# START OF Quoted text

A block of mass \(m=0.750 \mathrm{kg}\) is fastened to an unstrained horizontal spring whose spring constant is \(k=82.0 \mathrm{N} / \mathrm{m} .\) The block is given a displacement of \(+0.120 \mathrm{m},\) where the \(+\) sign indicates that the displacement is along the \(+x\) axis, and then released from rest. (a) What is the force (magnitude and direction) that the spring exerts on the block just before the block is released? (b) Find the angular frequency \(\omega\) of the resulting oscillatory motion. (c) What is the maximum speed of the block? (d) Determine the magnitude of the maximum acceleration of the block.

Short Answer

Expert verified
(a) 9.84 N (left), (b) \(10.46\, \text{rad/s}\), (c) \(1.255\, \text{m/s}\), (d) \(13.122\, \text{m/s}^2\)."

Step by step solution

01

Determine the Force Exerted by the Spring

To find the force exerted by the spring on the block, use Hooke's Law: \[ F = -kx \]where \(k\) is the spring constant, and \(x\) is the displacement. Here, \(x = +0.120\, \text{m}\) and \(k = 82.0\, \text{N/m}\).Substitute these values into the equation:\[ F = -(82.0)(0.120) = -9.84\, \text{N} \]The negative sign indicates that the force is directed opposite to the displacement.

# END OF Quoted text
# START OF Data shown

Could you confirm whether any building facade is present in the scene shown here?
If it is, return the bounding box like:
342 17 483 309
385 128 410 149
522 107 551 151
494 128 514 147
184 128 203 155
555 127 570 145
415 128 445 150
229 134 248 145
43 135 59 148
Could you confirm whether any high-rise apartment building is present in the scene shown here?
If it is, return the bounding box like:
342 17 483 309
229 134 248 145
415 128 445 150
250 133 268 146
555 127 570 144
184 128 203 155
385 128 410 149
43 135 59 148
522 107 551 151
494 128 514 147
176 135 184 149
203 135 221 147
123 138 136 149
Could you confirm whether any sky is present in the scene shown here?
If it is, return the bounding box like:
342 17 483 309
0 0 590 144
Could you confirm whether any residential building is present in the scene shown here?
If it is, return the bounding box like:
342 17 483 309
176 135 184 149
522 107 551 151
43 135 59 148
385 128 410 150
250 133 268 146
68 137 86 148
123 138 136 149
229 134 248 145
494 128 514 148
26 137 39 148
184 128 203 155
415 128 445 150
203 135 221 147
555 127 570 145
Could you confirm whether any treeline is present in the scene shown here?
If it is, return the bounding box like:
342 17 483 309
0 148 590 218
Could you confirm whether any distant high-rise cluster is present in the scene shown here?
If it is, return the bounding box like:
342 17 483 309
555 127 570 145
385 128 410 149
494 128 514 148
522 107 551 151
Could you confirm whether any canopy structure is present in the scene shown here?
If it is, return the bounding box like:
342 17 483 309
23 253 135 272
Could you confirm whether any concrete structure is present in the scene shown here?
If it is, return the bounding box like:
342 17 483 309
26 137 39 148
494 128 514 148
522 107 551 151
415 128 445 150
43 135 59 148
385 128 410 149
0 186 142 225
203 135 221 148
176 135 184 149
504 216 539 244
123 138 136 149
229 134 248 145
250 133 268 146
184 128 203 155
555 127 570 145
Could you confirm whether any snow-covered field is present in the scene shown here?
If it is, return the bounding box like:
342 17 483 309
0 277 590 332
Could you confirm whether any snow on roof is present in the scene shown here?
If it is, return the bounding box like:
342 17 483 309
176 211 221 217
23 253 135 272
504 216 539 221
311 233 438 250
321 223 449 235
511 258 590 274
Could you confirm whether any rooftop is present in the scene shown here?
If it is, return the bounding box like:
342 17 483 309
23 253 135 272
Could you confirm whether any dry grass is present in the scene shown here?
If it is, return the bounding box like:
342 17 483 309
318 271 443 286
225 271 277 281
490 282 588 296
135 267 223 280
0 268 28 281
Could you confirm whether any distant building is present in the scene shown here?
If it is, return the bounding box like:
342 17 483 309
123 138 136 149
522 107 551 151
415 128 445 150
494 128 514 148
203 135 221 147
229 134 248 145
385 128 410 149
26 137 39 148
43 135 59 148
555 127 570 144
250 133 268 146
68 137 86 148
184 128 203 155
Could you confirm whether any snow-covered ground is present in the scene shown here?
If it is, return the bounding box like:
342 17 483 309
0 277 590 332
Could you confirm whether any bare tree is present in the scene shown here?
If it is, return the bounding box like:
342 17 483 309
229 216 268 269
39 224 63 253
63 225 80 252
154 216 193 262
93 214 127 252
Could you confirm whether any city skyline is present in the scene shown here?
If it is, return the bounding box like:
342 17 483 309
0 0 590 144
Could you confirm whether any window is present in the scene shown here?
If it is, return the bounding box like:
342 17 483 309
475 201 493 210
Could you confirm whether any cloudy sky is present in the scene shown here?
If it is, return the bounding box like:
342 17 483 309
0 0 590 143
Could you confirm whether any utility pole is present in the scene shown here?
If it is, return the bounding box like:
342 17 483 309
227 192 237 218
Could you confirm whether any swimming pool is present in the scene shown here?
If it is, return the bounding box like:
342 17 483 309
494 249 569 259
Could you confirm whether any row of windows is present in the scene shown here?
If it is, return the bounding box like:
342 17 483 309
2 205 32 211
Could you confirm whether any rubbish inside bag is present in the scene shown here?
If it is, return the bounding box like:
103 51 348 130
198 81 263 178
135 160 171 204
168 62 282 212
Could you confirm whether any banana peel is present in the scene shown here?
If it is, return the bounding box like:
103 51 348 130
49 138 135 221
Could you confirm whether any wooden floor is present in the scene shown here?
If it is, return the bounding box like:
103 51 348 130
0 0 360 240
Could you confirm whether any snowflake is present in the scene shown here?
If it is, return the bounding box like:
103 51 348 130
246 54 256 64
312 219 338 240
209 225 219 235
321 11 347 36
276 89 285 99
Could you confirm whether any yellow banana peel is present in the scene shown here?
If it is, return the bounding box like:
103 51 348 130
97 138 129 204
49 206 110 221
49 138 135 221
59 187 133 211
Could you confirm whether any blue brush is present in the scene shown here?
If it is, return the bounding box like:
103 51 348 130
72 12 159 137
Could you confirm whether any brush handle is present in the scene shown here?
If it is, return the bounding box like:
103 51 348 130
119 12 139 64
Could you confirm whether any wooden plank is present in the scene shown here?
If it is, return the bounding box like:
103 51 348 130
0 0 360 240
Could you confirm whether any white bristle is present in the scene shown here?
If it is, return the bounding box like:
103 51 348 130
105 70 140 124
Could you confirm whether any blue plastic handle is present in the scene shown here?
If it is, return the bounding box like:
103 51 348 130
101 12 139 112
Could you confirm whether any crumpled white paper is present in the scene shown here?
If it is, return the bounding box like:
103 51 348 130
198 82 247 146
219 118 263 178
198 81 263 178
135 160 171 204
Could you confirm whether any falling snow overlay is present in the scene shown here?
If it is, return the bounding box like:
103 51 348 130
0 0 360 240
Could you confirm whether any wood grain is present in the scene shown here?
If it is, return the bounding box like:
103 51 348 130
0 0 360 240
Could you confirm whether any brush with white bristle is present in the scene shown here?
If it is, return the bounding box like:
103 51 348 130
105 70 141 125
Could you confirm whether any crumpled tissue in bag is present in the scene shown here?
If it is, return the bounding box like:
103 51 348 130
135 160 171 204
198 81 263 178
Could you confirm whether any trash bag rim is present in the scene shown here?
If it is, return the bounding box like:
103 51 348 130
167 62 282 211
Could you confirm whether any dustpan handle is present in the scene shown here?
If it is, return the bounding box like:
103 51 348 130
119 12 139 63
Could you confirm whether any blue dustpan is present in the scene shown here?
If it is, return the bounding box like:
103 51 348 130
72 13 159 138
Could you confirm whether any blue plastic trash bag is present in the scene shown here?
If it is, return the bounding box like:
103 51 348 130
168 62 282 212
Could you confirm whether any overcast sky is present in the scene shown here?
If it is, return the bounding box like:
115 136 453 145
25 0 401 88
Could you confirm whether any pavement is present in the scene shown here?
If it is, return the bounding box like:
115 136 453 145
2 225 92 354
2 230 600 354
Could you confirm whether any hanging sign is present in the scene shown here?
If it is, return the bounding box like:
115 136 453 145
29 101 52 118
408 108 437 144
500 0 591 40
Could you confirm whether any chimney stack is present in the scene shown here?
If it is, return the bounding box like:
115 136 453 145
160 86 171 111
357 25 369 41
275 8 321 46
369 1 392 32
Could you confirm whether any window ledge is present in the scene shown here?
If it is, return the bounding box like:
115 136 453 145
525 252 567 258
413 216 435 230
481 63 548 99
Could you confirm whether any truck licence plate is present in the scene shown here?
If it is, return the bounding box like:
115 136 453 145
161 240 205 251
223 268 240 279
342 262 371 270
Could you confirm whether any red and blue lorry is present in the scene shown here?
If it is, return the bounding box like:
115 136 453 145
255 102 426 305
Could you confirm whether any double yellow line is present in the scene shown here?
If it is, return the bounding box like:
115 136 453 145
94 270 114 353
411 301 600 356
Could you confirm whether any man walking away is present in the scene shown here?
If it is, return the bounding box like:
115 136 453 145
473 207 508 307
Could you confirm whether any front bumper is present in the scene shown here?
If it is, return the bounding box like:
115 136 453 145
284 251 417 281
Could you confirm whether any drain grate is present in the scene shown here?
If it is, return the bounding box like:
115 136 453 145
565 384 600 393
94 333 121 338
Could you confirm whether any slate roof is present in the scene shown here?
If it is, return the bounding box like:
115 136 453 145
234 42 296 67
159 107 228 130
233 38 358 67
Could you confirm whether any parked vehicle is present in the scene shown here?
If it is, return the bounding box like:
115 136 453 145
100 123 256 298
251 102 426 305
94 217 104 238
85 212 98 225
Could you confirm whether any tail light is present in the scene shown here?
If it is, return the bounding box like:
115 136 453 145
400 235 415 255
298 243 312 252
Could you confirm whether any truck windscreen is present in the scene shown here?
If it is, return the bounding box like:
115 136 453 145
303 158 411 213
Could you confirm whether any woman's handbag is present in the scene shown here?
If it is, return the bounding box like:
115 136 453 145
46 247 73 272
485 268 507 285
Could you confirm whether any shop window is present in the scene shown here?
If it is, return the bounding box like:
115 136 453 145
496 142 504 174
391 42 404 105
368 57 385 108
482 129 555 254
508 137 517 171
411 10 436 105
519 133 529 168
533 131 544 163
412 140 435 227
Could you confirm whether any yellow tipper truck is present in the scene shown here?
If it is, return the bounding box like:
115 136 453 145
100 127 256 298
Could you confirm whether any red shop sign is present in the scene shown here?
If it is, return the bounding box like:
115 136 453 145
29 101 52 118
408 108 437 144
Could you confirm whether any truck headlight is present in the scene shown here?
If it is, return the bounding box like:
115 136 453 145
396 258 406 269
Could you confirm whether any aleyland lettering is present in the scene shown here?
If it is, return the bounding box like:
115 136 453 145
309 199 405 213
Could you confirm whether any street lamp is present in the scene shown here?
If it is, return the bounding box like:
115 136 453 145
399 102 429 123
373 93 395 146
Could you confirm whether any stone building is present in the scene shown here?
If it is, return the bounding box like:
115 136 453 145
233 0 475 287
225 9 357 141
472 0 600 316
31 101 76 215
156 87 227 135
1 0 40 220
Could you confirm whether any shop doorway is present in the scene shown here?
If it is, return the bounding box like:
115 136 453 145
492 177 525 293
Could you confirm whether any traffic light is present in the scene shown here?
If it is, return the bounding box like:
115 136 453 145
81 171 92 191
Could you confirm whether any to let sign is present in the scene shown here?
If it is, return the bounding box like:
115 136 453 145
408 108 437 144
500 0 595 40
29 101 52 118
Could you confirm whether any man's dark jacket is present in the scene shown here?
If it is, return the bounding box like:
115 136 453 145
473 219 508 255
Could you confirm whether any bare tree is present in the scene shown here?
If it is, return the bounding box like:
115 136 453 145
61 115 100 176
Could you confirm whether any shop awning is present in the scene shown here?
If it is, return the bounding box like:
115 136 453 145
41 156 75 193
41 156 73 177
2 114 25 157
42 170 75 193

# END OF Data shown

### [Directions for this task]
In the spring problem above, rewrite the paragraph beginning "To find the force exerted by the spring" as a short list, keeping its main facts.

### [Written reply]
- Hooke's Law gives the spring's force on the block: F = -kx, where k is the spring constant and x is the displacement.
- Values: x = +0.120 m, k = 82.0 N/m.
- Substitution: F = -(82.0)(0.120) = -9.84 N.
- The negative sign shows the force points opposite to the displacement.